START DOCUMENT SECTION

Humpback whales bubble net feedingIf behaviour is passed on by cultural transmission, it follows that the more you ‘hang out with’ a particular individual, the more likely you are to adopt the behaviours that they display. From the data collected over 30 years by the New England whale-watchers, the authors were able to build up a picture of the social network of the whales, including which ones spent most time together.

"We were able to determine when the behaviour was first observed in individual whales, and assumed that was some index of when they actually learned it," Dr Rendell related. "The analysis technique assumes that, if cultural transmission is responsible, you would expect animals which are socially connected to other animals that already know the behaviour to be more likely to learn it."

The technique – a network-based diffusion analysis – quantifies the strength of that relationship, allowing the investigators to compare models describing what would be expected if there was no social transmission going on, and what would be expected if the social network influenced the learning rate of individual whales. The cultural transmission model was the best fit for the data. Since it was first observed, lobtail feeding has spread through 40 per cent of the New England humpbacks via this process.

Complex cultural processes at work

"There has been a lot of debate and discussion about cultural processes in whales and dolphins over the last ten years. To my mind, this study highlights how crucial these learning processes are for the animals to be able to spread new feeding behaviours – which we think are responses to ecological change – through their population. This goes some way to explaining why the humpback whale is a particularly successful animal in its ecosystem. We think cultural transmission plays a vital role in their success."

Humpback whales are famous for their distinctive song. Each breeding population has its own song, which is sung by the males in the group and which changes over time.

"Sometimes they will throw out their song and replace it with an entirely new one that they’ve heard from another population and liked, for some reason," Dr Rendell said. "That can only be explained by cultural transmission; by the whales learning the songs from each other. Our results build on that, creating an increasingly complex picture of the cultural processes at work in these populations."

The database employed in this research has proven extremely useful in understanding how social relationships develop over time in humpback whales. It has, for example, allowed people to track the relationship between social networks and relatedness in terms of vulnerability to particular environmental effects.

"There was a case where a group of whales ate mackerel that had been contaminated by a red tide and ended up dying," said Dr Rendell. "The whales turned out to be significantly more highly related than would be expected, so it looked like the preference for mackerel had been transmitted within the family.

"It’s an amazing testament to Mason [Weinrich]’s hard work over the last 30 years that this database exists. We hope it will continue to be used to gain insights into the social processes going on in humpback populations."

At the moment, Dr Rendell is seeking funding for further research into song evolution in humpbacks, and may also be involved in Jenny Allen’s PhD studies on the cultural transmission of song among Australian humpback whales.

"I have a grant under consideration with some computer musicians from Plymouth," Dr Rendell went on. "We would like to generate music with the kind of agent-based models that they use on a regular basis to see if we can reproduce what the humpbacks do with their song. This is in the hope of gaining insights into how the whales learn from each other."

END DOCUMENT SECTION

◆ **ACTIVITY A**
Answer these questions using the humpback whale article:
(i) Through what share of the New England humpbacks has lobtail feeding spread?
(ii) Who in each breeding population sings its song?
(iii) What did the group of whales that died eat?
◆ **ACTIVITY B**
Write out the humpback whale article word for word, from "Humpback whales bubble" up to and including "most time together.".
This data was taken from a different source than the humpback whale article.

START LISTED RECORDS

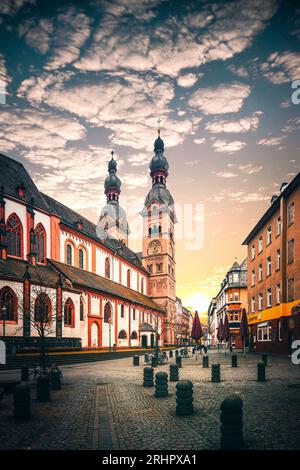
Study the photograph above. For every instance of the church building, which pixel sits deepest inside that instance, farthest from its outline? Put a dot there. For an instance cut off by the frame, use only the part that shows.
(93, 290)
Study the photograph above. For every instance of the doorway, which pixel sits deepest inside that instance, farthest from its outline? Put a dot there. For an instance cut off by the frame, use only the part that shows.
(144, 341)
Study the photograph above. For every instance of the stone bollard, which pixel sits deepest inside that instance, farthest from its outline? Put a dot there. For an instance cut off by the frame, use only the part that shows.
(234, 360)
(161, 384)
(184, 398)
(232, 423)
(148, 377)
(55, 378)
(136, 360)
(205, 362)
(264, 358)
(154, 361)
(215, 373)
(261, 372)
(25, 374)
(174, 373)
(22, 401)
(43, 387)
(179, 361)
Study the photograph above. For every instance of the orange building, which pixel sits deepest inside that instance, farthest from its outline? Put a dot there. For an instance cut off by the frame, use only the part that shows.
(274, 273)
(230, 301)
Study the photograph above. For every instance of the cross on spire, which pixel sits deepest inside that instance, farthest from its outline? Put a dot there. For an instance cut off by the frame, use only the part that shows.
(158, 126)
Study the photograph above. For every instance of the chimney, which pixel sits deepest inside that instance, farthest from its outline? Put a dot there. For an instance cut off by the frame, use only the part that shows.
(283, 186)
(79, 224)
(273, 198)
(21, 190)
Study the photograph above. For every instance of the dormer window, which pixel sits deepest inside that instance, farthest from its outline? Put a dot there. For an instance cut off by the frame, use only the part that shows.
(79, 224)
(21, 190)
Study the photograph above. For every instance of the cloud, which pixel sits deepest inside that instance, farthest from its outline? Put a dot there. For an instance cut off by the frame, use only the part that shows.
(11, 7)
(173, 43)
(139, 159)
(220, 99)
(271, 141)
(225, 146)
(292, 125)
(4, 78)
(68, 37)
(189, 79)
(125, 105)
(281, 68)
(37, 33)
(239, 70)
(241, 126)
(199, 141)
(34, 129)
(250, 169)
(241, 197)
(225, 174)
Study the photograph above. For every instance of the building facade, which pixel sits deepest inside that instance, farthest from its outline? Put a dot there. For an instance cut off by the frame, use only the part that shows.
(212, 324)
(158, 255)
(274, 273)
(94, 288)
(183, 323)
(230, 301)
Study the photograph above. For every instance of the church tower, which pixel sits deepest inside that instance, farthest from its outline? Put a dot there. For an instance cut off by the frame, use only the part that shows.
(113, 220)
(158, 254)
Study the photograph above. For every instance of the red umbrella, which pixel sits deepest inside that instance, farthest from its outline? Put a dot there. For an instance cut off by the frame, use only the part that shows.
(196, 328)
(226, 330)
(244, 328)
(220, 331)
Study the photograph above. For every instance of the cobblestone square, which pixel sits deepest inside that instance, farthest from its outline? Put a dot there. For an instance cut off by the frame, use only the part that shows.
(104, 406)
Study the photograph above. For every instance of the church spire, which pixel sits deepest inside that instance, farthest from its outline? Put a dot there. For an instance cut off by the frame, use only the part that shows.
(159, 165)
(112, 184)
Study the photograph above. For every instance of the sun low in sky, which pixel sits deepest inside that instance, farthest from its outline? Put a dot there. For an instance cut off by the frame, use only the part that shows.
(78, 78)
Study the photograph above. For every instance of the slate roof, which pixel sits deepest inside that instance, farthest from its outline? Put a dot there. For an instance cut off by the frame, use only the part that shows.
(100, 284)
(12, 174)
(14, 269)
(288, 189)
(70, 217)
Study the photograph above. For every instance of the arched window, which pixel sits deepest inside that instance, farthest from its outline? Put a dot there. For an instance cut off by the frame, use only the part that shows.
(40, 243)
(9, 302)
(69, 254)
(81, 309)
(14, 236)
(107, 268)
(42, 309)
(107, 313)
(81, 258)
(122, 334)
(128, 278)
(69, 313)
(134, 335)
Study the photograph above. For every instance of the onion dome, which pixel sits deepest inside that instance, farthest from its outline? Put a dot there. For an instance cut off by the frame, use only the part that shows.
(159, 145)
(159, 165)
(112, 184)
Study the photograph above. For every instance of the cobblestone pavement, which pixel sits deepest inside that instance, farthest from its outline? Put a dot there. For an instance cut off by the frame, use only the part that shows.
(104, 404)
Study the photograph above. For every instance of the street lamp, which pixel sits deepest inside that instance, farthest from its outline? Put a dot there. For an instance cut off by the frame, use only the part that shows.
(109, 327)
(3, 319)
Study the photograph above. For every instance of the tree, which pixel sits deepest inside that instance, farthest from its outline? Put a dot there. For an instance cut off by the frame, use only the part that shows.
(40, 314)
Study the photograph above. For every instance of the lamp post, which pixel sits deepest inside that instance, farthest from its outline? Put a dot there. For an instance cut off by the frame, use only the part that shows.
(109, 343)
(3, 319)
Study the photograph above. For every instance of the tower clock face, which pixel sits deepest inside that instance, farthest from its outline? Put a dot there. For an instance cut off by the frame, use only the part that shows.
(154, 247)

END LISTED RECORDS

◆ **EXERCISE ANSWER A**
(i) 40 per cent
(ii) The males in the group
(iii) Mackerel that had been contaminated by a red tide

◆ **EXERCISE ANSWER B**
Humpback whales bubble net feedingIf behaviour is passed on by cultural transmission, it follows that the more you ‘hang out with’ a particular individual, the more likely you are to adopt the behaviours that they display. From the data collected over 30 years by the New England whale-watchers, the authors were able to build up a picture of the social network of the whales, including which ones spent most time together.